Stored data entries
-----

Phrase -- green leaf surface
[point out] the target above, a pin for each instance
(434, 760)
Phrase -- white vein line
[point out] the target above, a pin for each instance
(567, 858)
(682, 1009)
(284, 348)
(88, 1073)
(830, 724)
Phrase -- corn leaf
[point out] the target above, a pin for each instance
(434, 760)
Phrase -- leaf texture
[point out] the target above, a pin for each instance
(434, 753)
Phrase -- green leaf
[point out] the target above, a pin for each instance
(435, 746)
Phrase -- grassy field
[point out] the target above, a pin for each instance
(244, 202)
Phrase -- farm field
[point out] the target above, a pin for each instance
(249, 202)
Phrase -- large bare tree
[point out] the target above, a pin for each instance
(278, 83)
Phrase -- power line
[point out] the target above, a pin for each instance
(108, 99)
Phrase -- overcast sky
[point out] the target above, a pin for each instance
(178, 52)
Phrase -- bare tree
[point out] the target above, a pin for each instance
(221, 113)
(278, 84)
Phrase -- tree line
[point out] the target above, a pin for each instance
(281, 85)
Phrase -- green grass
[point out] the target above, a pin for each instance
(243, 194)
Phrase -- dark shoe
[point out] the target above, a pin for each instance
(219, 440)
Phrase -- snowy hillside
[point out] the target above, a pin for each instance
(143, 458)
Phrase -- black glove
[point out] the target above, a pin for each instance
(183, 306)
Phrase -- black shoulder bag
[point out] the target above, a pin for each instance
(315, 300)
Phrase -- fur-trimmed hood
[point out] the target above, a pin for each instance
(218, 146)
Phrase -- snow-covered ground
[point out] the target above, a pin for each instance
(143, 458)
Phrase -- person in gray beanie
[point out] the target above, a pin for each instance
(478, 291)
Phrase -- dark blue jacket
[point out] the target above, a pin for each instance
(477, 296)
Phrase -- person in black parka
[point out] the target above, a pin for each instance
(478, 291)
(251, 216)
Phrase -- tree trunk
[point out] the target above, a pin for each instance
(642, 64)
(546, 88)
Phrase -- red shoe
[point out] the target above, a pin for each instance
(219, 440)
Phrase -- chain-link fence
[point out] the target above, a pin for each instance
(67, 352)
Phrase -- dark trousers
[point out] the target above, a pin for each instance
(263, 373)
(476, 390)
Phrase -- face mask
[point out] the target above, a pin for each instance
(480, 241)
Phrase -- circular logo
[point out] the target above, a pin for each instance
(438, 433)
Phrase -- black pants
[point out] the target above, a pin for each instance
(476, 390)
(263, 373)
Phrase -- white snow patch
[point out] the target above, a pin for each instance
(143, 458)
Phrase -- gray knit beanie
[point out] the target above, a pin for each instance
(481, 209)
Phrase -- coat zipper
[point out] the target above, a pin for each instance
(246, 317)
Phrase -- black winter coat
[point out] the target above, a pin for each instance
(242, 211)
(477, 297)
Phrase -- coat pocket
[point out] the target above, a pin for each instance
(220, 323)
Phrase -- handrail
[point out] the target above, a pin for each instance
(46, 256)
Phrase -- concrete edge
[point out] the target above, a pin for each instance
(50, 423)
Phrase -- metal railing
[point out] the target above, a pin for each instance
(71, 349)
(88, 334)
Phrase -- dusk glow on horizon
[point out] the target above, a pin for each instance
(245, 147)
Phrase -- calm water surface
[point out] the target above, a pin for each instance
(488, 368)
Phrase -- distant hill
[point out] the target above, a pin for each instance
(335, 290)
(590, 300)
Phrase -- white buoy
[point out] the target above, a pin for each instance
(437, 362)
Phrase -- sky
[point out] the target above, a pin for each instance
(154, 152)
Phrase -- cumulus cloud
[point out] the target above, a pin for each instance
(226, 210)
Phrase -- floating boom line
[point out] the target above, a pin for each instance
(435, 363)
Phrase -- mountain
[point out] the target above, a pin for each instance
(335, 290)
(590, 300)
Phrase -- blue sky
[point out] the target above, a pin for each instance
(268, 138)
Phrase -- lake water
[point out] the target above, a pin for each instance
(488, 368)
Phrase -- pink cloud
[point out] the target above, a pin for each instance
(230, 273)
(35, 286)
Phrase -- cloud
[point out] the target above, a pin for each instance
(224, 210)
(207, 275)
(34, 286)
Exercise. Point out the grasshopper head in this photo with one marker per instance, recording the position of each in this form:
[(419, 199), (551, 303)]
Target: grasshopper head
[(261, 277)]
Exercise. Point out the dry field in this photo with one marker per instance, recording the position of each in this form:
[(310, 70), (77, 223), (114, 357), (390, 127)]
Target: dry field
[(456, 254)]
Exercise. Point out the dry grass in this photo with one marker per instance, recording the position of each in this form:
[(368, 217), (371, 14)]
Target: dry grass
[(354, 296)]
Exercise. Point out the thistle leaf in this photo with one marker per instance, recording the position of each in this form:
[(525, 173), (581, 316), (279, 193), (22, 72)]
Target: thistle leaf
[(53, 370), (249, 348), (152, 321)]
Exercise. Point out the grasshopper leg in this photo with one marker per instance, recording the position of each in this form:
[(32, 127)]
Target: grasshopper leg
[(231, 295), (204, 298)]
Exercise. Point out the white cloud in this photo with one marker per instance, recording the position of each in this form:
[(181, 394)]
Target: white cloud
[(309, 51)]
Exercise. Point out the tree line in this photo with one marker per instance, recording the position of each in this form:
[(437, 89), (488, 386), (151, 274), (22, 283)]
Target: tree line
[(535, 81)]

-----

▶ [WHAT THE EXERCISE ASKS]: Every record shown above should be given back exactly.

▶ [RESPONSE TO THE EXERCISE]:
Phrase -- green leaf surface
[point out] the target above, a pin for each instance
(434, 760)
Phrase -- white vein line
[point out] the target above, a pin for each instance
(567, 858)
(682, 1009)
(284, 348)
(88, 1073)
(830, 724)
Phrase -- corn leaf
[point out] the target above, a pin for each instance
(434, 760)
Phrase -- leaf texture
[point out] the target above, a pin for each instance
(434, 753)
Phrase -- green leaf
[point out] the target above, a pin for each instance
(435, 746)
Phrase -- grassy field
[point out] the target above, a pin for each instance
(244, 202)
Phrase -- farm field
[point out] the target above, a pin for each instance
(249, 202)
Phrase -- large bare tree
[point out] the target above, a pin for each instance
(278, 83)
Phrase -- power line
[point out] the target above, a pin for each instance
(108, 99)
Phrase -- overcast sky
[point out] the target above, a pin for each instance
(178, 52)
Phrase -- bare tree
[point out] the target above, a pin for each instance
(221, 113)
(278, 84)
Phrase -- tree line
[point out] the target above, a pin for each instance
(281, 85)
Phrase -- green grass
[point out] the target above, a pin for each instance
(243, 194)
Phrase -- dark shoe
[point out] the target above, a pin for each instance
(219, 440)
Phrase -- snowy hillside
[point out] the target above, a pin for each instance
(143, 458)
Phrase -- black glove
[point out] the target above, a pin for each instance
(183, 306)
Phrase -- black shoulder bag
[point out] the target above, a pin for each instance
(315, 300)
Phrase -- fur-trimmed hood
[point out] the target above, a pin for each instance
(218, 146)
Phrase -- snow-covered ground
[point out] the target above, a pin for each instance
(143, 458)
Phrase -- person in gray beanie
[point out] the target above, a pin for each instance
(478, 291)
Phrase -- dark blue jacket
[point out] the target above, a pin for each instance
(477, 296)
Phrase -- person in black parka
[point out] the target above, a pin for each instance
(478, 291)
(251, 216)
Phrase -- tree trunk
[point out] the target above, a pin for each instance
(642, 64)
(546, 88)
Phrase -- red shoe
[point out] the target above, a pin for each instance
(219, 440)
Phrase -- chain-link fence
[point out] the target above, a pin for each instance
(67, 352)
Phrase -- dark trousers
[point out] the target above, a pin for each instance
(263, 373)
(476, 390)
Phrase -- face mask
[point out] the target above, a pin for each instance
(480, 241)
Phrase -- circular logo
[point out] the target above, a pin for each instance
(438, 433)
Phrase -- black pants
[point out] the target above, a pin for each instance
(476, 390)
(263, 373)
Phrase -- white snow patch
[point out] the target above, a pin for each instance
(143, 458)
Phrase -- gray knit beanie
[point out] the target above, a pin for each instance
(481, 209)
Phrase -- coat zipper
[point out] the target above, a pin for each instance
(246, 317)
Phrase -- black winter coat
[point out] the target above, a pin for each instance
(242, 211)
(477, 297)
Phrase -- coat pocket
[point out] the target above, a pin for each instance
(220, 323)
Phrase -- handrail
[point out] the target above, a pin for each instance
(46, 256)
Phrase -- concrete edge
[point out] the target above, a pin for each instance
(50, 423)
Phrase -- metal railing
[point out] the target above, a pin for each instance
(71, 349)
(88, 334)
Phrase -- dusk glow on horizon
[point out] the target above, a pin for each instance
(245, 147)
Phrase -- calm water surface
[point out] the target above, a pin for each instance
(488, 368)
Phrase -- distant hill
[point out] the target above, a pin for each instance
(335, 290)
(590, 300)
Phrase -- white buoy
[point out] the target above, a pin for each instance
(437, 362)
Phrase -- sky
[point out] the target above, a pin for each instance
(154, 152)
Phrase -- cumulus cloud
[point out] the target above, a pin for each instance
(226, 210)
Phrase -- floating boom line
[point out] the target above, a pin for each instance
(435, 363)
Phrase -- mountain
[point out] the target above, a pin for each instance
(335, 290)
(590, 300)
Phrase -- blue sky
[point out] the target above, a pin for each instance
(268, 138)
Phrase -- lake water
[point out] the target above, a pin for each instance
(488, 368)
Phrase -- pink cloud
[point out] the target above, a pin for each instance
(230, 273)
(35, 286)
Phrase -- cloud
[point out] the target above, a pin for each instance
(224, 210)
(207, 275)
(34, 286)
Exercise. Point out the grasshopper head in this photo with one marker per instance, recording the position of each in this form:
[(419, 199), (551, 303)]
Target: grasshopper head
[(261, 277)]
Exercise. Point out the dry field in this photo with one marker per instance, recording the position of each in this form:
[(310, 70), (77, 223), (114, 357), (390, 127)]
Target: dry field
[(456, 254)]
Exercise. Point out the dry grass in this photo with one marker per instance, recording the position of each in this form:
[(368, 217), (371, 14)]
Target: dry grass
[(354, 296)]
Exercise. Point out the thistle leaf in this photo with one marker per instance, recording the position of each in this form:
[(525, 173), (581, 316), (279, 193), (22, 72)]
Target: thistle leaf
[(53, 370), (249, 348), (152, 321)]
Exercise. Point out the grasshopper leg in this photo with one marker per instance, recording the position of each in this form:
[(32, 127)]
Target: grasshopper leg
[(231, 295), (204, 298)]
Exercise. Point out the white cloud in this photo with one marker per instance, recording the position of each in this form:
[(181, 394)]
Target: white cloud
[(309, 51)]
Exercise. Point out the tree line in this photo with one marker per instance, recording the position of each in this form:
[(437, 89), (488, 386), (151, 274), (22, 283)]
Target: tree line
[(535, 81)]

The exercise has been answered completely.